§ Provided passage
::::::

My former mare Cora was leased by a Pony Clubber and the mares in the pasture gave her a wide berth. They would groom each other but left Cora alone. Cora had beat up both mares to the point that nobody interacted with her and she did not seek their company. The other mares would graze together and groom each other but Cora was on her own. Maybe as she had to compete for food at the trail riding place had made her quite defensive of herself and her food...? As a result, no other horse wanted to deal with her.

I dont think she ever thought about predators... I think she could have sent a T-Rex on his way yiping like a pup, tough girl that she was! She was a sweet horse but definitely not normal!

Denise

Silversong Farm


----------



## Leeana (May 20, 2006)

I think that this is one of those things where 'it depends on the horse', like almost every horse situation.

I know when i got Coco (my first horse, other then horses that were boarded that i rode barrels on ..technically he was my first horse) he was the only horse in my barn for about a month. In that month i think he seemed bord. I was with him pretty much from 6am untill 6pm almost, but at night i think he got bord in there by himself. Then when i got my second mini, he got a little more energy i think and his personality really came out. Now he has 4 other friends in the barn with him and i think he is much more happier now then that month he was alone out in the barn. I watch him and i always see him watching the other horses, he watches them eat, sleep, drink, run, play ext. He came from a home that had about 10 other horses in the pasture with him and that was his whole life so taking a horse that was around his siblings for 2yrs and putting him in a 1 horse barn was a big change.

::::::

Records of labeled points
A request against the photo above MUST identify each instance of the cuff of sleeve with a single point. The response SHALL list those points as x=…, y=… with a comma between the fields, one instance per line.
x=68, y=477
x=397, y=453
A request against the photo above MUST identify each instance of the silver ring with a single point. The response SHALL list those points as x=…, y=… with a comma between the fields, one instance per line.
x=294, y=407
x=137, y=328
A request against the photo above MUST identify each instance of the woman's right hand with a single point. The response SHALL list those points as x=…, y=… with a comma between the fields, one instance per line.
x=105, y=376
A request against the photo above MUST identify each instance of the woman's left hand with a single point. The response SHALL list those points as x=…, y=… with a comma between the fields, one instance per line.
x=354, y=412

::::::

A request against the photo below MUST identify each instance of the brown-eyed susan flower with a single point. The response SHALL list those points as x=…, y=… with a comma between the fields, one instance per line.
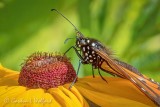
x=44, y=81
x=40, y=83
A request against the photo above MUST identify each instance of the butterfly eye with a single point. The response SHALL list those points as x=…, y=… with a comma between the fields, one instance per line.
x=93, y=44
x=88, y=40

::::::

§ Tasks
• A. Name each activity that, according to the horse forum thread, Coco watches the other horses do.
• B. In the horse forum thread, how long was Coco the only horse in the barn?
• C. Resume the forum thread about horses and their companions after its final sentence.
This material has no role here.

§ Written responses
• A. Eat, sleep, drink, run, play

• B. About a month.

• C.
Then there are horses like my Little Joey. He plays with Coco and gets in on some action but he is not the boss of my 5 horse herd. He tends to go his own way and doesnt really mind the other that much exept when Coco gets him going.

But horses are naturally a herd animal ....therefore i dont know if i would have it in me to have 1 horse by himself for long periods of time. I would atleast look into getting him a buddy, you dont have to buy a 200 horse herd ...just a buddy. I think they need another horse to keep there spirt up.

If you cant get a second Mini buddy for him/her ...i think that seeing the nabors horse a few times a week would be a nice thing. Make it a 'nightly rutine' and they will have something to look forward to.

JMO

Leeana


----------



## heartofwisdom (May 20, 2006)

I've only had my two for 5 months. I was going to get one and decided from posts here to get two. WOW am I glad I have both. I can't imagine one without the other. They play all day. It is so sweet. I definitely believe one would be very lonley and missing out BIG time.

My neighbor has one big horse and I feel sorry for her (the horse). She seems very lonley.

my 2cents.


----------



## virginia (May 20, 2006)

Ok, I'm going out on a limb here. I think keeping just one horse is selfish. The horse makes you happy and yes the horse is probably happy when you're with him but what about the rest of the time???? How many hours a day can you spend with him?? Most of us have to work and sleep, what is that lonely mini doing all that time?? My heart aches to see one by itself. How can you say the horse is happy?? You're not there to see him by himself. I am a breeder and sell most of my babies but I live by a rule, no baby goes to a new home alone. This is not directed at anyone in particular. It is just my feeling for a herd animal alone with no herd. It is just sad.

Ginny StP


----------



## shminifancier (May 20, 2006)

Well in my case I am retired so I am home most everyday all day long and every time I go outside I go inside the pen with my donkey and give him a hug or 2. And for 17 years all I had was a Shetland pony. he was very happy being alone, He was the one that I house broke took for rides in the back seat of my car. Moved to AZ. and then back to WI. only the last 2 years I had him did he have anybody on the Other side of pen as a horse to see. Never even when I had minis did he go in with them. He was happy being in a pen by himself.

Nobody will convince me other wise as I have had one horse at a time for the last 40+ years. And every one did just fine. From Purebred Arabians in minis to a Shetland to now just one donkey.......Soon to find a home for the donkey so I get a mini horse again:yes:


----------



## Cheerio Girl (May 20, 2006)

virginia said:


> I think keeping just one horse is selfish....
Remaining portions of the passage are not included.